▶ **Consigna 1**:
Responde estas preguntas sobre el fragmento acerca de la idea romántica de la naturaleza:
(a) ¿En qué ha transformado las ciudades la revolución industrial?
(b) ¿Qué lugar visita Chateaubriand en el escenario romántico descrito?
(c) ¿Qué emociones nos invita a sentir la naturaleza "salvaje"?
▶ **Consigna 2**:
Según el fragmento sobre la idea romántica de la naturaleza, ¿por qué la energía vital de las montañas, los mares o el viento puede restablecernos? Contesta en una a tres oraciones.
▶ **Consigna 3**:
Transcribe del fragmento sobre la idea romántica de la naturaleza el pasaje que va de "La idea romántica" a "poeta William Blake).", ambos incluidos.

▶ **Fragmento del texto**:
____

La idea romántica de la naturaleza se puede resumir en unas pocas frases: la sociedad humana está estancada y es predecible y decadente. Carece de fuentes de energía y renovación poderosas. Las personas están alienadas unas de otras, pero también de sí mismas. La revolución industrial ha transformado las ciudades en espacios sucios que, con desoladora frecuencia, aplastan el espíritu humano (véase la figura poética de Las oscuras fábricas satánicas, del poeta William Blake).
Existen, sin embargo, otros lugares —en las montañas, en los mares, incluso en el “salvaje viento del oeste”— que auguran algo más auténtico, más profundo; algo sublime que no ha sido corrompido, un tipo de energía vital que puede restablecernos, porque es el correlato de nuestras más hondas profundidades. Los otros animales son una parte importante de ese espíritu “salvaje”, de la energía misteriosa y vital de la naturaleza. (Pensemos, por ejemplo, en el “tigre, tigre, fuego deslumbrante”, también de Blake). El escenario romántico típico es un paseo solitario por la naturaleza salvaje: Chateaubriand visitando las cataratas del Niágara (aunque nunca estuviera allí en realidad); las Ensoñaciones del paseante solitario, de Rousseau; el Werther de Goethe entregándose al abrazo de los vientos; Shelley imaginándose incluso que él mismo es el viento; el deambular sin compañía de Wordsworth que termina en una serena epifanía de dorados narcisos; Henry David Thoreau encariñándose con el bosque que rodea el estanque de Walden. La naturaleza “salvaje” nos invita a sentir profundas emociones de admiración y asombro, y a renovarnos a través de ellas.

____

▶ **Registros guardados**:
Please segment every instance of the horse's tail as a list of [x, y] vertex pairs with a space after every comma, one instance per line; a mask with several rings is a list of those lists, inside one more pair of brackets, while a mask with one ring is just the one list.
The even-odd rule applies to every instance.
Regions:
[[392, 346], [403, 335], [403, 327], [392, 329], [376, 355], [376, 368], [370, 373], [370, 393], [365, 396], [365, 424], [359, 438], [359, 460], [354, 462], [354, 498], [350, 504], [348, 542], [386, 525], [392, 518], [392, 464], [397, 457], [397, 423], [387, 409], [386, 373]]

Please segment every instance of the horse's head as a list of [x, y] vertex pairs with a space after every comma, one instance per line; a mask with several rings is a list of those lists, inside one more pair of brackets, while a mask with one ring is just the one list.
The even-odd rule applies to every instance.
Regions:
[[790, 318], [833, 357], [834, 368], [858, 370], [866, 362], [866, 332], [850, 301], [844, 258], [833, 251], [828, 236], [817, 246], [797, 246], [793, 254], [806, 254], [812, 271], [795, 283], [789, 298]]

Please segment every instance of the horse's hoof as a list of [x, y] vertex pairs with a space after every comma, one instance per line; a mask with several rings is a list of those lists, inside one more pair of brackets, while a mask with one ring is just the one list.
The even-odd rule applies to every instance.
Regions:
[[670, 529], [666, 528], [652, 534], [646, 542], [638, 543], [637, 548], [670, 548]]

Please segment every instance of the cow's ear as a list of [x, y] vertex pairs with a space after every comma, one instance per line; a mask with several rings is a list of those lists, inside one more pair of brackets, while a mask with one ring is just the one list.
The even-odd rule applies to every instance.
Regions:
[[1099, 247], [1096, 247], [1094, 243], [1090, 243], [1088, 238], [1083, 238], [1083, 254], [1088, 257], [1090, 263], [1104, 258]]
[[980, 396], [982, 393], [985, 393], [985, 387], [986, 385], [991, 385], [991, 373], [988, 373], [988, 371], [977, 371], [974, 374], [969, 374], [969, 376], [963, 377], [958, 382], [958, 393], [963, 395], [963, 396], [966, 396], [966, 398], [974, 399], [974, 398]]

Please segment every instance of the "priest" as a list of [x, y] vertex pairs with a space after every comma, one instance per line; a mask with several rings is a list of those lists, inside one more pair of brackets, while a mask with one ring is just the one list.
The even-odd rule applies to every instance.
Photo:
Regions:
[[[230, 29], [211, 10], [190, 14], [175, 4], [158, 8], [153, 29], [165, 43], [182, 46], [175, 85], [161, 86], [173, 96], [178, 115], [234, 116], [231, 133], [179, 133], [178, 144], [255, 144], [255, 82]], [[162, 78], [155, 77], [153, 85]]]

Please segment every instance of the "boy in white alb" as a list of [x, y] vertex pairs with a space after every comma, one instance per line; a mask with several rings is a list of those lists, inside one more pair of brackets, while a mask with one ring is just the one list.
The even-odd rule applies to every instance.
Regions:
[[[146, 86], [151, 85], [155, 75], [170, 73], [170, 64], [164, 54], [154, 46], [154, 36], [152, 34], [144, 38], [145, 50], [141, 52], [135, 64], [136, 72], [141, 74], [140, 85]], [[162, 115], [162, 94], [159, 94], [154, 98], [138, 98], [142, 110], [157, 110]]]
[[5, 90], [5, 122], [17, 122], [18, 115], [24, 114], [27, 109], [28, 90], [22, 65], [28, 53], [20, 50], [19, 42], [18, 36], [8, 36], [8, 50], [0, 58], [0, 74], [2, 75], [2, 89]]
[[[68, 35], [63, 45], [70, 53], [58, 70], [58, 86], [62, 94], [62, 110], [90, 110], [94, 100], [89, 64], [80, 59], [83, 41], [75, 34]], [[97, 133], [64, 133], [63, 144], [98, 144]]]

____

▶ **Respuesta 1**:
(a) En espacios sucios que, con desoladora frecuencia, aplastan el espíritu humano.
(b) Las cataratas del Niágara, aunque nunca estuviera allí en realidad.
(c) Profundas emociones de admiración y asombro.

▶ **Respuesta 2**:
Esa energía vital puede restablecernos porque es el correlato de nuestras más hondas profundidades. Se trata de algo sublime que no ha sido corrompido.

▶ **Respuesta 3**:
La idea romántica de la naturaleza se puede resumir en unas pocas frases: la sociedad humana está estancada y es predecible y decadente. Carece de fuentes de energía y renovación poderosas. Las personas están alienadas unas de otras, pero también de sí mismas. La revolución industrial ha transformado las ciudades en espacios sucios que, con desoladora frecuencia, aplastan el espíritu humano (véase la figura poética de Las oscuras fábricas satánicas, del poeta William Blake).